- TASK REQUIREMENTS -
Format all the items below as a JSON list of strings, one string per line, with blank lines left out.

* BEGIN RECORD SET *

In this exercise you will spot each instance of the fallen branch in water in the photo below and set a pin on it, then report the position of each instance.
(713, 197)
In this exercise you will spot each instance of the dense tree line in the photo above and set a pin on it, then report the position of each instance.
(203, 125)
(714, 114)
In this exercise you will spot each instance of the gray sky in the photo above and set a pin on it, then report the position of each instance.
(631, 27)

* END RECORD SET *

- COMPLETE OUTPUT -
[
  "In this exercise you will spot each instance of the fallen branch in water in the photo below and set a pin on it, then report the position of each instance.",
  "(713, 197)",
  "In this exercise you will spot each instance of the dense tree line in the photo above and set a pin on it, then report the position of each instance.",
  "(203, 125)",
  "(714, 114)",
  "In this exercise you will spot each instance of the gray sky in the photo above and set a pin on it, then report the position of each instance.",
  "(631, 27)"
]